(Natural-language object grounding data)

**********

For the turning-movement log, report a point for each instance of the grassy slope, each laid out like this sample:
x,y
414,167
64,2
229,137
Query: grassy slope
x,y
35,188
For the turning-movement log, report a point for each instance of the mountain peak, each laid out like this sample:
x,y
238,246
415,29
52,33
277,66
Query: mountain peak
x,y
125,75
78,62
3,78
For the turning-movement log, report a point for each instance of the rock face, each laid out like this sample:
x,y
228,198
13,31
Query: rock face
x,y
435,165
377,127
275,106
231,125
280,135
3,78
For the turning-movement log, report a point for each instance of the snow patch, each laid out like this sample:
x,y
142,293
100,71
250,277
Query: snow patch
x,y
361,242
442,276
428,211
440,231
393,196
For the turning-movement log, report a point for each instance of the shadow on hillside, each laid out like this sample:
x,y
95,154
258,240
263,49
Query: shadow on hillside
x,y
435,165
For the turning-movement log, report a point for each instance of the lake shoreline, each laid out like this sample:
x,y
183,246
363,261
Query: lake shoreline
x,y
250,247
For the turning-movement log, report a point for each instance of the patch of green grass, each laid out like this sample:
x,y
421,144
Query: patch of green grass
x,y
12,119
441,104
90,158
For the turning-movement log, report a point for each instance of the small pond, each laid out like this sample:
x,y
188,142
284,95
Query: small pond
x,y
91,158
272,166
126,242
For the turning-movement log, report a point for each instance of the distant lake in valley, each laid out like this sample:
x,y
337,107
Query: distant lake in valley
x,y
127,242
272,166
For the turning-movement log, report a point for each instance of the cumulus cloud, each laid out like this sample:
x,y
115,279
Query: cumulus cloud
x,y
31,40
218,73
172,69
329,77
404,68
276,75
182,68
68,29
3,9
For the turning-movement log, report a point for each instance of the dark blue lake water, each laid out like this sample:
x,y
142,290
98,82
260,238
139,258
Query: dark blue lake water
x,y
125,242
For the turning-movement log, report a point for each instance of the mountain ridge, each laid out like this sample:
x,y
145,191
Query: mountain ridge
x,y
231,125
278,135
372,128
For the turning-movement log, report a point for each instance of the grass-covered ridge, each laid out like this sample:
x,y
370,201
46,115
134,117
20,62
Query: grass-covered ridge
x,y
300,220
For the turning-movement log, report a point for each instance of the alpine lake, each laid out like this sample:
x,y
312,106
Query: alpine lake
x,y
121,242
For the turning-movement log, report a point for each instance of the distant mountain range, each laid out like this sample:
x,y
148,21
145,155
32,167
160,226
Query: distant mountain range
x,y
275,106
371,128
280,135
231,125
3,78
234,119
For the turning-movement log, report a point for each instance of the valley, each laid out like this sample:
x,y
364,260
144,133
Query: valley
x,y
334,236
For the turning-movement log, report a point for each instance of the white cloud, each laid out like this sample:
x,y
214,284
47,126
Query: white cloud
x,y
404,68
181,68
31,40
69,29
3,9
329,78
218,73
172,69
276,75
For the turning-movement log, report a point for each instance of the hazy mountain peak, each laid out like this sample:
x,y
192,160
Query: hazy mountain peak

**********

PROMPT
Taking the line that contains "the distant mountain" as the first, reproduce every line through the end of the entries exactly.

RESPONSE BELOW
For the turning-movement log, report a point for each instance of the distant mountain range, each laid out like this sample:
x,y
148,21
145,155
32,167
160,226
Query: distant mountain range
x,y
275,106
371,128
280,135
231,125
3,78
234,119
For the turning-movement log, report a point for each instance of the valley, each laid out like this sample:
x,y
364,260
144,133
Query: valley
x,y
334,236
For the turning-movement log, report a point for each instance of the white cloud, each laid out like this sample:
x,y
214,284
47,126
Query: white cloud
x,y
404,68
181,68
31,40
69,29
3,9
329,78
218,73
172,69
276,75
For the turning-movement log, report a point for each instance of the hazy mountain peak, each laid out like this sample:
x,y
192,160
Query: hazy mountain peak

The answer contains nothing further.